> **Data lines**:
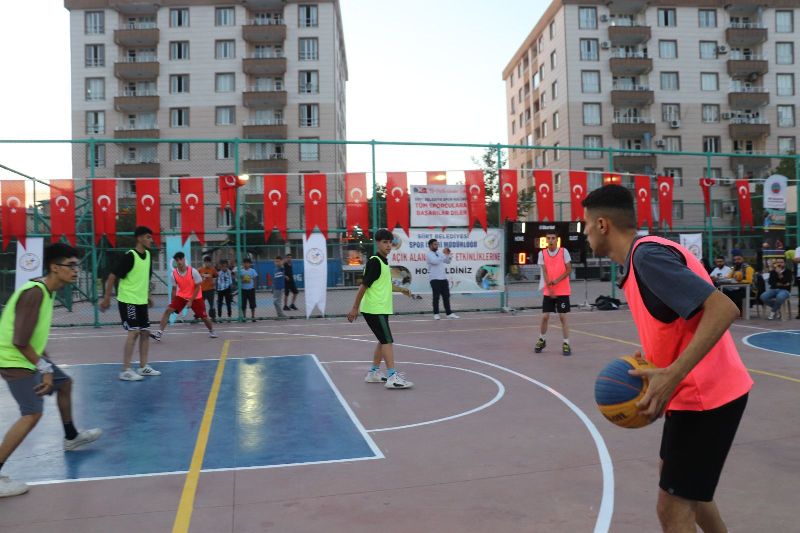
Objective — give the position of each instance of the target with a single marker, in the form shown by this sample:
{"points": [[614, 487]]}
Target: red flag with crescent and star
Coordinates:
{"points": [[508, 194], [148, 206], [14, 213], [276, 204], [104, 207], [476, 197], [577, 192], [397, 213], [316, 196], [192, 209], [644, 201], [665, 186], [544, 194], [356, 206], [746, 210], [62, 210]]}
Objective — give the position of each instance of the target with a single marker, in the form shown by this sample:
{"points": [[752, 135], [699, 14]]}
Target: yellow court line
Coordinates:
{"points": [[184, 515]]}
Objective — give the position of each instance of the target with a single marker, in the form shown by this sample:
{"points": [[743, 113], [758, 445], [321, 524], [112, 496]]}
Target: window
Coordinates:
{"points": [[225, 82], [668, 49], [707, 18], [179, 17], [95, 88], [587, 18], [95, 55], [225, 115], [590, 81], [309, 115], [224, 16], [178, 83], [309, 83], [179, 50], [179, 117], [670, 81], [710, 113], [589, 50], [307, 16], [591, 115], [95, 23], [95, 122], [709, 81], [224, 49], [308, 49]]}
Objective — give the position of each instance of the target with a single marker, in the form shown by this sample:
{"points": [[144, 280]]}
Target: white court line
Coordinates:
{"points": [[501, 390]]}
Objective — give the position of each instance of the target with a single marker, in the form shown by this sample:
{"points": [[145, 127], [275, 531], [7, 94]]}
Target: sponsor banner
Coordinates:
{"points": [[439, 206], [477, 264]]}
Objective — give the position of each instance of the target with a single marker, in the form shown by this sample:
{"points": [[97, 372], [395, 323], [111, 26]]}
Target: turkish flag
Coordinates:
{"points": [[476, 197], [356, 206], [644, 201], [148, 206], [397, 201], [62, 210], [316, 189], [14, 212], [192, 209], [665, 187], [544, 194], [104, 203], [705, 184], [577, 189], [508, 194], [276, 203], [743, 192]]}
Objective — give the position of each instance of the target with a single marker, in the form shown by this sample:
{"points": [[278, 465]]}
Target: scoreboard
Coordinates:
{"points": [[524, 240]]}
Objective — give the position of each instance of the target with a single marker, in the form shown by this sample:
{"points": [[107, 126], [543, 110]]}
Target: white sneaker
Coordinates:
{"points": [[147, 370], [84, 437], [130, 375], [9, 487], [398, 381]]}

> **Written instruction**: Reproduce the records, all of them, word for word; omit the pictures.

> **Task answer**:
Objective — give the position of each instance of the target with a single marker, in the form shown by this sample:
{"points": [[614, 487]]}
Target: red flag with crescent and star
Coordinates:
{"points": [[508, 194], [148, 206], [14, 213], [276, 204], [104, 207], [476, 197], [577, 192], [397, 213], [316, 196], [192, 209], [644, 201], [665, 186], [544, 194], [356, 206], [746, 210], [62, 210]]}
Objective — give the position of each instance of the target with a single marker, in the form shown by this sample:
{"points": [[752, 135], [699, 14]]}
Target: yellow court line
Coordinates:
{"points": [[184, 515]]}
Objective — give the position of each instance of the target with a single marker, in the form shown by this sample:
{"points": [[743, 113], [758, 445], [321, 524], [112, 496]]}
Target: window
Coordinates:
{"points": [[225, 82], [668, 49], [707, 18], [179, 17], [95, 88], [587, 18], [95, 55], [225, 115], [590, 81], [309, 115], [224, 16], [178, 83], [309, 83], [179, 50], [179, 117], [670, 81], [710, 113], [589, 50], [307, 16], [591, 115], [95, 23], [95, 122], [709, 81], [224, 49], [308, 49]]}
Objective — give the position of each instance of the target with a single marker, in the form shown by this sample:
{"points": [[144, 280]]}
Target: white court line
Coordinates:
{"points": [[501, 390]]}
Objective — give the position of each instance of the target with a single marker, in the form shown by this sample:
{"points": [[145, 127], [275, 531], [7, 94]]}
Target: sponsor banner
Coordinates:
{"points": [[439, 206], [477, 264]]}
Objective — give the position of each instance of the target with a single marker, in the form shown by this sample:
{"points": [[97, 372], [395, 323], [111, 26]]}
Target: turkish flag
Coordinates:
{"points": [[476, 197], [356, 206], [644, 201], [148, 206], [397, 201], [62, 210], [316, 189], [14, 212], [192, 209], [665, 187], [544, 194], [104, 203], [705, 184], [577, 189], [508, 194], [276, 203], [743, 192]]}
Objective — give the position of each instance of the target with a single marker, in the form shown by this sample:
{"points": [[278, 465]]}
Target: scoreboard
Coordinates:
{"points": [[524, 240]]}
Objective — give the position of each instance of the target with a single marker, in the form shown by this sample:
{"points": [[107, 126], [543, 110]]}
Target: white sneaker
Coordinates:
{"points": [[147, 370], [84, 437], [130, 375], [9, 487], [398, 381]]}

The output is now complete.